EXERCISE REQUIREMENTS.
(1) In the summary of the panel on language diversity and inclusive AI, where will Africa's first dedicated public-sector AI compute cluster be hosted?
(2) From the summary of the panel on language diversity and inclusive AI, extract the passage starting at "- Africa’s First" and ending at "across the region.".
(3) Continue the summary of the panel on language diversity and inclusive AI from the point where it stops.

TEXT.
┄┄┄┄┄┄
Speaking Everyone’s Language: The Key to Inclusive AI Opportunity
Abstract
The panel examined how language diversity is the decisive factor for making artificial intelligence truly inclusive across the Global South. Speakers highlighted pioneering initiatives—such as the Masakhane African Languages Hub, the Africa‑first public‑sector AI compute cluster, and the Lingua Africa open‑call—that aim to close the data‑and‑compute gaps for low‑resource languages in Africa and Asia. The discussion linked these technical efforts to broader development goals, underscoring the role of public‑good funding, responsible AI governance, and the need for culturally aware models to unlock health, education, agriculture, and financial services for billions of multilingual users.
Detailed Summary
-
Ankur Vora (Gates Foundation) opened the session by outlining three flagship programmes:
- Masakhane African Languages Hub – a community‑driven effort to develop AI models for >40 African languages, positioning the work as “genuinely African‑led.”
- Africa’s First Dedicated Public‑Sector AI Compute Cluster – to be hosted at the University of Cape Town, intended to give African researchers access to high‑performance GPUs and storage, mitigating cost barriers.
- Asia AI for Development Observatory – a new network to promote responsible AI governance across the region.
-
He linked these initiatives to the broader AI for Development program launched three years earlier at Bletchley Park, noting partnership with the Canadian IDRC, the Gates Foundation, and governments of Germany, Japan, Sweden, and the GSMA Foundation.
-
Four additional startups were announced for support under the partnership, including Torn AI (Morocco), which builds voice interfaces for low‑literacy rural users.
-
Vora framed the strategic choice before humanity: a divisive AI that concentrates power versus an inclusive, equitable AI that can uplift all. He positioned the day’s panel as a means to ensure the latter path.
2. Panel Introduction
-
The moderator introduced the panelists:
- His Excellency Ambassador Philip Thigo (Kenya) – Special Technology Envoy.
- Dr Bärbel Kofler – Parliamentary State Secretary, Germany.
- Shekar Sivasubramanian – CEO, Wadhwani AI.
- Chenai Chair – Chair, Masakhane African Languages Hub.
-
Hon. David Lammy (Deputy Prime Minister, UK) began the Q & A with a personal anecdote about using a secure AI‑powered research tool, establishing the importance of trustworthy AI for public officials.
3. Discussion Themes
3.1. AI & Local Languages – The African Perspective
-
Philip Thigo emphasized that Africa hosts ≈ 2,000 languages and that AI must be tailored to each linguistic community.
-
He argued that language is the cultural substrate of the Global South; without representation in AI models, entire oral civilisations risk extinction.
┄┄┄┄┄┄
Point labeling dataset excerpts
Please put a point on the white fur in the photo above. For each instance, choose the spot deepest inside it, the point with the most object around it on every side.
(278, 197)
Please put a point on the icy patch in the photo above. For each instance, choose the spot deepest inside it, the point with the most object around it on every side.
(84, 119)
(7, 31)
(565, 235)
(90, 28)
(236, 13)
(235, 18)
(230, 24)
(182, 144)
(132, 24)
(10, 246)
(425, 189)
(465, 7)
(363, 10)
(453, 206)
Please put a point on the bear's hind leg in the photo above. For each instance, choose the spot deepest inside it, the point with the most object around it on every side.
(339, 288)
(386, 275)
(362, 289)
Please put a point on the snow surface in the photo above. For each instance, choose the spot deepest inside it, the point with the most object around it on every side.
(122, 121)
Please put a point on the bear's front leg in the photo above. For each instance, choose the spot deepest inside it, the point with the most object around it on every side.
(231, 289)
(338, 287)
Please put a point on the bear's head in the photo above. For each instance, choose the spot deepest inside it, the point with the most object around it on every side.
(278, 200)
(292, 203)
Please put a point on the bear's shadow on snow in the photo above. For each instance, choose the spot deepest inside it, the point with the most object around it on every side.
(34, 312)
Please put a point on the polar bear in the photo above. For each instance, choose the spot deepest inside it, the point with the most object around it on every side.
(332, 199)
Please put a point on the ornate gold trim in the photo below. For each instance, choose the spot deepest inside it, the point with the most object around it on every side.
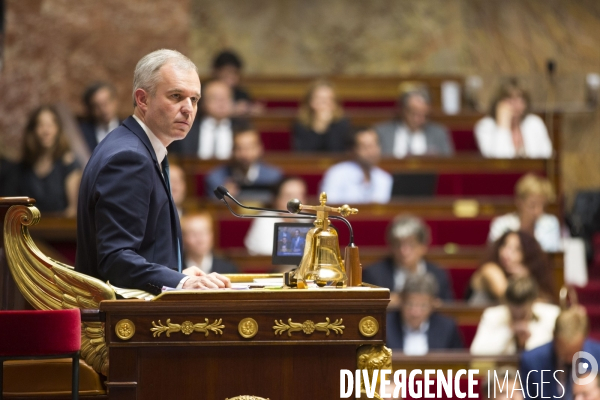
┄┄┄┄┄┄
ANSWERS IN ORDER.
(1) At the University of Cape Town.

(2)
- Africa’s First Dedicated Public‑Sector AI Compute Cluster – to be hosted at the University of Cape Town, intended to give African researchers access to high‑performance GPUs and storage, mitigating cost barriers.
- Asia AI for Development Observatory – a new network to promote responsible AI governance across the region.

(3)
-
Thigo highlighted three pillars for progress:
- Representation & Existence – ensuring African languages appear in AI outputs.
- Infrastructure & Funding – building compute capacity and research talent as a matter of sovereignty.
- Domain‑Specific Use Cases – health, agriculture, history, and education require bespoke language models.
3.2. Masakhane African Languages Hub – Vision & Operations
-
Chenai Chair (Masakhane) traced the hub’s origin to 2019 as a grassroots, boot‑strapped effort to capture African languages digitally.
-
Mission: Impact 1 billion Africans via AI tools in the 50 most‑spoken languages, targeting economic growth, health, and cultural preservation.
-
Four Working Pillars:
- Data Expansion – leveraging the JW300 Bible dataset as a seed and now building high‑quality, diversified corpora.
- Research & Benchmarking – creating an African‑specific speech‑text benchmark because existing benchmarks ignore local nuance.
- Innovation & Use‑Case Development – allocating ≈ 40 % of funding to concrete applications; highlighted Project ECHO, a gender‑responsive initiative to empower women economically and improve health outcomes.
- Sustainability & Capacity Building – institutionalising the NLP community so that open‑source models can spawn commercial ventures, ensuring the hub’s longevity beyond initial grant funding.
-
The speaker stressed the dialectal diversity (e.g., variations of Shona) and the necessity of capturing these subtleties for effective AI.
3.3. Wadhwani AI (India) – Inclusive AI at Scale
-
Shekar Sivasubramanian described Wadhwani AI’s focus on applied AI for health, education, and agriculture, operating for seven years.
-
Core design principle: multilingual inclusion – solutions are built for 14–16 Indian languages from the outset.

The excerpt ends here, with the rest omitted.